======== DATASET EXTRACT ========

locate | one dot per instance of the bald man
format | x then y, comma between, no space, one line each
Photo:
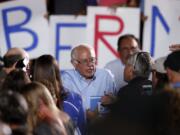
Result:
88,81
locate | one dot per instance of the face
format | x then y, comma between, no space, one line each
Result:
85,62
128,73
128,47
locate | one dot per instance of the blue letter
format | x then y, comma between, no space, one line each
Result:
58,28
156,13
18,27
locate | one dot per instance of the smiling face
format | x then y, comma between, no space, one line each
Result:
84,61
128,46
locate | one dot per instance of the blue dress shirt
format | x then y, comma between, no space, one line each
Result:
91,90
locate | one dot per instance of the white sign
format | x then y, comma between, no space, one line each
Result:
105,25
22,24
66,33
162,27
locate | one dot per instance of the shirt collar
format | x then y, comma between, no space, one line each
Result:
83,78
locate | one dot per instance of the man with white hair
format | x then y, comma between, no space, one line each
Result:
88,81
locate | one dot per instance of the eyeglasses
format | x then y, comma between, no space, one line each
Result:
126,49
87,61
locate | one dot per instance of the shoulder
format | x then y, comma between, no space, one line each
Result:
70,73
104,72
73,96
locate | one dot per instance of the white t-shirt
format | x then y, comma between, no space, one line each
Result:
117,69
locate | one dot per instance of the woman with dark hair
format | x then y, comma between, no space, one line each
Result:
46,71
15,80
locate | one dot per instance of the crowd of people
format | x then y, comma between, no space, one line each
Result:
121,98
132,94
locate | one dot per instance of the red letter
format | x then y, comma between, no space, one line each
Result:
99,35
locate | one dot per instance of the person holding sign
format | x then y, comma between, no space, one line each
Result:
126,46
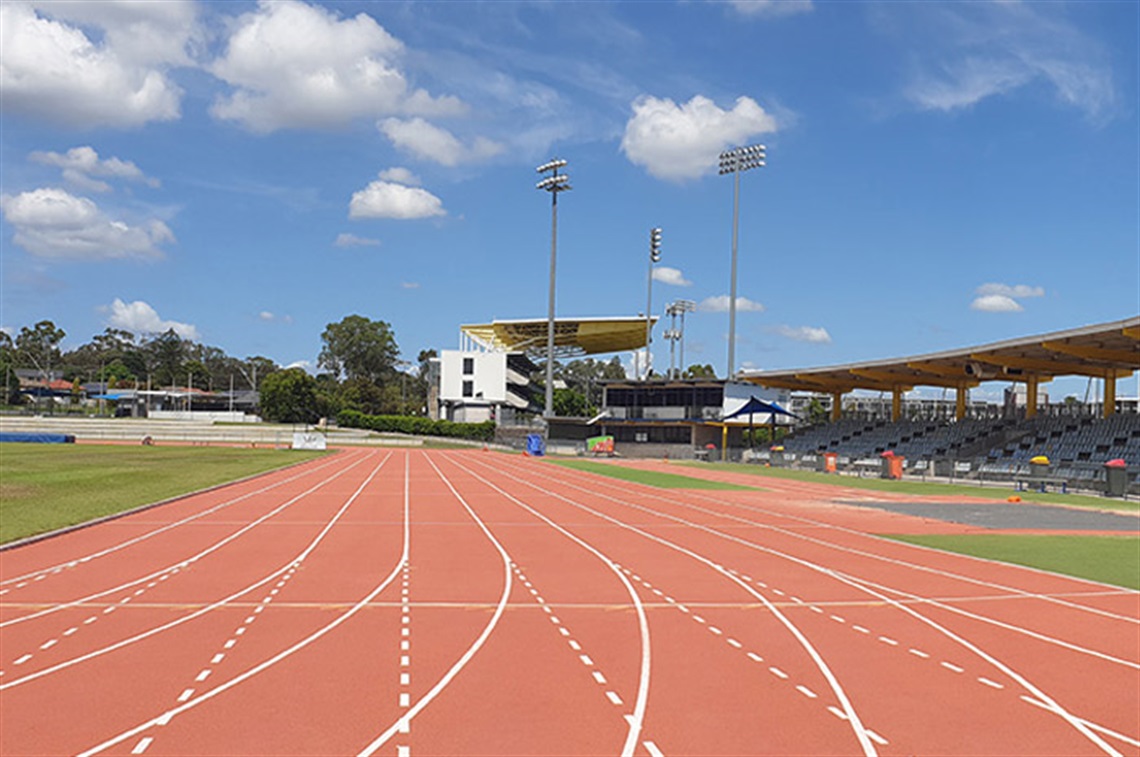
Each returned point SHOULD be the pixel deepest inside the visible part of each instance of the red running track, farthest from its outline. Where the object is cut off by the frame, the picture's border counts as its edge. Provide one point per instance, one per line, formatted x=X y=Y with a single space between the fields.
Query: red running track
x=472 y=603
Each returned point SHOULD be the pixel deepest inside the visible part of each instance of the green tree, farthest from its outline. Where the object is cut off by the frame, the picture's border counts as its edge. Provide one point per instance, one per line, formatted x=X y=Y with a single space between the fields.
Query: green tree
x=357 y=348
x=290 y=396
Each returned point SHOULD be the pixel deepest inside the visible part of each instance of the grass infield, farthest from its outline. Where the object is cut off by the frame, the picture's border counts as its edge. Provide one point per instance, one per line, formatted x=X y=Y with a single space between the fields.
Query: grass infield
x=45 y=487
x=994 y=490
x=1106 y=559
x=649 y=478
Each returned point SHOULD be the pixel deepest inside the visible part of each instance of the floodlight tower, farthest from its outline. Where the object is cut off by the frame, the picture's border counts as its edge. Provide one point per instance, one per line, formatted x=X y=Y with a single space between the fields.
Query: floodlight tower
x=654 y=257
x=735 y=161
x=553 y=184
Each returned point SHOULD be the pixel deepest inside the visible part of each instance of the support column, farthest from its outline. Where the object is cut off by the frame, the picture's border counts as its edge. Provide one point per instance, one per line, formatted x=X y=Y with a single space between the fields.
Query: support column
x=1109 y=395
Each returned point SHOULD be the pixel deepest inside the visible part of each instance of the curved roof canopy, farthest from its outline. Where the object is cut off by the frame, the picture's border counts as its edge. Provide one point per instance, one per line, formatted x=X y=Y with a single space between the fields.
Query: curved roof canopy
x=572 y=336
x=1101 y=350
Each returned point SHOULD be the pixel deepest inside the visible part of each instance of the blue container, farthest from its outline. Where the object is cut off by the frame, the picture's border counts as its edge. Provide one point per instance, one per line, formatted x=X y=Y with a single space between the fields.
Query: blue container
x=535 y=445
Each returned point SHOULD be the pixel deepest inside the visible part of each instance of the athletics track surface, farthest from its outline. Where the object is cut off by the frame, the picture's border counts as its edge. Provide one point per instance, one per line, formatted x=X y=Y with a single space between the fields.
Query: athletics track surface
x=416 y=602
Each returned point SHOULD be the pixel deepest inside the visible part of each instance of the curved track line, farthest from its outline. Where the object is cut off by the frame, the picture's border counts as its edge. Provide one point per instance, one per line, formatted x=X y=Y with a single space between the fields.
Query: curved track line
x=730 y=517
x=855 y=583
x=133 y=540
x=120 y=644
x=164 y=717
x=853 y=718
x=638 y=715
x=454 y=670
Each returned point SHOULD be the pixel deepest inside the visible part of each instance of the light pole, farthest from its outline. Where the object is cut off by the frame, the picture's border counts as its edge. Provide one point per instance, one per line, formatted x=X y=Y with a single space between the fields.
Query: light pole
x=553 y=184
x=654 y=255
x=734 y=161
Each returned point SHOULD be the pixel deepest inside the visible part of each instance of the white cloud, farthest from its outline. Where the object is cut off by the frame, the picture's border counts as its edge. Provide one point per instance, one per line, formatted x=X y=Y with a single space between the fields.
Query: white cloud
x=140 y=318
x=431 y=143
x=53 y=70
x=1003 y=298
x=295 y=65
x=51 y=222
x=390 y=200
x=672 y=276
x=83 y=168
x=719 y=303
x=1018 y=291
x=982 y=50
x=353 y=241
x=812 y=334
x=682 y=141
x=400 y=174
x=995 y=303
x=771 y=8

========
======== DATASET EXTRACT ========

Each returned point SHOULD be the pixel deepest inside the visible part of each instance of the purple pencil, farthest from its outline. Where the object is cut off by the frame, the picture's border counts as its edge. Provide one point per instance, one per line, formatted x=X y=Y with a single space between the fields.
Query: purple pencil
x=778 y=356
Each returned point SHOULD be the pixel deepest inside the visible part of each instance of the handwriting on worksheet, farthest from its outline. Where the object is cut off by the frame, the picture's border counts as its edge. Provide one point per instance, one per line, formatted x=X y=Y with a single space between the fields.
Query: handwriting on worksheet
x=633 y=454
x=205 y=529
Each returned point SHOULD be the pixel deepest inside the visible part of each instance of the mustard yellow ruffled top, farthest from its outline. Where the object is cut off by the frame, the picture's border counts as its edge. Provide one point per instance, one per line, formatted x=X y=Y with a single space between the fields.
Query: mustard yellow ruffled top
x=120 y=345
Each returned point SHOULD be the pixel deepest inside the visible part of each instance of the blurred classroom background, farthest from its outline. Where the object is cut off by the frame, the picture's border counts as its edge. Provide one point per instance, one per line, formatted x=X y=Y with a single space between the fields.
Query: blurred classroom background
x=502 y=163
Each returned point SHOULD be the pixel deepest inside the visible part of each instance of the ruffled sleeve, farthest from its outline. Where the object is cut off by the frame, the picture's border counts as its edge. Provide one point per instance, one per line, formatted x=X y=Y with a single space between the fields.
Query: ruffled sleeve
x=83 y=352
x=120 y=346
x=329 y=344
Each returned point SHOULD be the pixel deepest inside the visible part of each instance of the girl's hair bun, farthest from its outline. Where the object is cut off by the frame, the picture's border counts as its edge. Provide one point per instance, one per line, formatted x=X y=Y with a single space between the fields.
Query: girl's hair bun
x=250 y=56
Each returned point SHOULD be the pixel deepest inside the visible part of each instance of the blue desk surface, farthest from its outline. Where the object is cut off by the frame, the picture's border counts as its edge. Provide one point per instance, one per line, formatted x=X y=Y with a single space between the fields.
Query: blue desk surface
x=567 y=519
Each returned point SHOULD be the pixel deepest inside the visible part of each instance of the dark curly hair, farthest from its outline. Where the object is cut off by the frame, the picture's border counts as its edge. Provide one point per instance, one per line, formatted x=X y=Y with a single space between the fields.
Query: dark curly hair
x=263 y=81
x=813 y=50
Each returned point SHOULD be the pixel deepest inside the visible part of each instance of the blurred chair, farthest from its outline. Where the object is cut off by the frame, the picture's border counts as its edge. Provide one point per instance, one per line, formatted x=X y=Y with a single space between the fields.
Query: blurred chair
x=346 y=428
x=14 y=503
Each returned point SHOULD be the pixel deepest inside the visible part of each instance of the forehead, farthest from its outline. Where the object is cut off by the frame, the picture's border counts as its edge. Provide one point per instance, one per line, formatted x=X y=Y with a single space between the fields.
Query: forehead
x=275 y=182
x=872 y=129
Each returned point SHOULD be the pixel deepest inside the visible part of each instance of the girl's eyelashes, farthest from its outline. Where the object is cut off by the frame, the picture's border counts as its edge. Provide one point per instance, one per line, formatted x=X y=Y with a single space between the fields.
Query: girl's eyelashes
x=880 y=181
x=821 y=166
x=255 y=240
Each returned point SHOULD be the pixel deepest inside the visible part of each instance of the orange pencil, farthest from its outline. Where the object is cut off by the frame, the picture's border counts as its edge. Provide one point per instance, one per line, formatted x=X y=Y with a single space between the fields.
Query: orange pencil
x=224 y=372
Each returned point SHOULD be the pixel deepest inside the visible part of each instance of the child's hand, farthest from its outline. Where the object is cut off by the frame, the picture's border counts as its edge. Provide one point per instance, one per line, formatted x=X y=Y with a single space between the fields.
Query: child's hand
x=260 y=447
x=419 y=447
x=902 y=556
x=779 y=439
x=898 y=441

========
======== DATASET EXTRACT ========

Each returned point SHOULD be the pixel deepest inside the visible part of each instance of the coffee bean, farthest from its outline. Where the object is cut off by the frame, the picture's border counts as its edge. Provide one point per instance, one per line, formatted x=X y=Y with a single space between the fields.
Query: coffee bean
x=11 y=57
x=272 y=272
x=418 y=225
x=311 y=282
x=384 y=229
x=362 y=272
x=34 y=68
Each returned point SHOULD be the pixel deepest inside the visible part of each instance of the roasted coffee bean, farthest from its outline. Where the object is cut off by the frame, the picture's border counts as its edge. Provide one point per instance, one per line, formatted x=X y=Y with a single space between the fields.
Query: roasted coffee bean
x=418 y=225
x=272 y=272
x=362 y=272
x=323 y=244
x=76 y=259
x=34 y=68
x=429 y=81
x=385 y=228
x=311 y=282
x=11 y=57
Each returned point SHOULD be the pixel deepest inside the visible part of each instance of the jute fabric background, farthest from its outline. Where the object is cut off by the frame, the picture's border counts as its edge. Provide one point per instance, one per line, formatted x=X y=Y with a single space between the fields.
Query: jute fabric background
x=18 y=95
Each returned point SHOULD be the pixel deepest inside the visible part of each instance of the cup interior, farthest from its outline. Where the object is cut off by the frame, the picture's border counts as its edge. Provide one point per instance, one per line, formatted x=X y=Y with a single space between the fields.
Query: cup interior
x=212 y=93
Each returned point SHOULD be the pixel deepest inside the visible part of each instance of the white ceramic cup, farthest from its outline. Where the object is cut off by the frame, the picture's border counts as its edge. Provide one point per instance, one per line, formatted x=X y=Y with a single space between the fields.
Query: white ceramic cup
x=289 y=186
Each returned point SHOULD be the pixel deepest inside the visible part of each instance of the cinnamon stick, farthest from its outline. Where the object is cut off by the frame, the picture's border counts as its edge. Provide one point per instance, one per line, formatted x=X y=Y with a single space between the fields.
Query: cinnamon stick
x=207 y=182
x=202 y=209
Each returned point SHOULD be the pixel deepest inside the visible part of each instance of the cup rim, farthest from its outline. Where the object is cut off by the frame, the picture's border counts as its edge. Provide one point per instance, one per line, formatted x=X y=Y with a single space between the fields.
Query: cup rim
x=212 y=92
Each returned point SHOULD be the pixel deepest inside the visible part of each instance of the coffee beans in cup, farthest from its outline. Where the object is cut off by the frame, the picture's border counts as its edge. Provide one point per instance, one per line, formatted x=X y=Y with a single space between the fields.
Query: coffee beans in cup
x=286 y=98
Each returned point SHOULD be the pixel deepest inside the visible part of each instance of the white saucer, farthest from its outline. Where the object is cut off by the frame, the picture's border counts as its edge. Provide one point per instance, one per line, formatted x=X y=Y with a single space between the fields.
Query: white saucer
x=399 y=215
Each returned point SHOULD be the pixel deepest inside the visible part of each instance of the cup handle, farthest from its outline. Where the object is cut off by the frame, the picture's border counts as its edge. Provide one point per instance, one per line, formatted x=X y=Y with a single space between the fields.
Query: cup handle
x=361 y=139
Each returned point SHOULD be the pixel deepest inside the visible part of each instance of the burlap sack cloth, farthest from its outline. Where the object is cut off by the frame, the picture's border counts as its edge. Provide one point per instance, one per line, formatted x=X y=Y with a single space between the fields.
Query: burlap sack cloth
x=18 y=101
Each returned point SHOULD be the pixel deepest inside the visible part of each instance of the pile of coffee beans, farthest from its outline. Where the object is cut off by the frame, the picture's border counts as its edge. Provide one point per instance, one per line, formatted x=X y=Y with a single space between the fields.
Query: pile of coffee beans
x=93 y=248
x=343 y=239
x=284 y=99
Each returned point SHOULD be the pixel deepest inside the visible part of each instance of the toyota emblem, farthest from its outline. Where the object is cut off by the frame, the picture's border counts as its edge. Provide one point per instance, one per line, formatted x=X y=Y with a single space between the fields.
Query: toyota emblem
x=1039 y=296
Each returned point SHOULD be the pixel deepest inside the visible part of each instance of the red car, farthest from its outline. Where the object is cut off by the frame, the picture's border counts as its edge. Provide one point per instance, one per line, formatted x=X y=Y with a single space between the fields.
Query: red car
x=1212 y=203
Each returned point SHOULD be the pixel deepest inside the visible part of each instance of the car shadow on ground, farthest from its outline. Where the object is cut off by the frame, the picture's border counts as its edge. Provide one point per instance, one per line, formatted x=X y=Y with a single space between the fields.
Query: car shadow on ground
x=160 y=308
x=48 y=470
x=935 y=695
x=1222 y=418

========

Among the lines above, which ones hold the string "sign"? Show them.

locate | one dot per instance of the white sign
locate | one dot per instance of the person holding sign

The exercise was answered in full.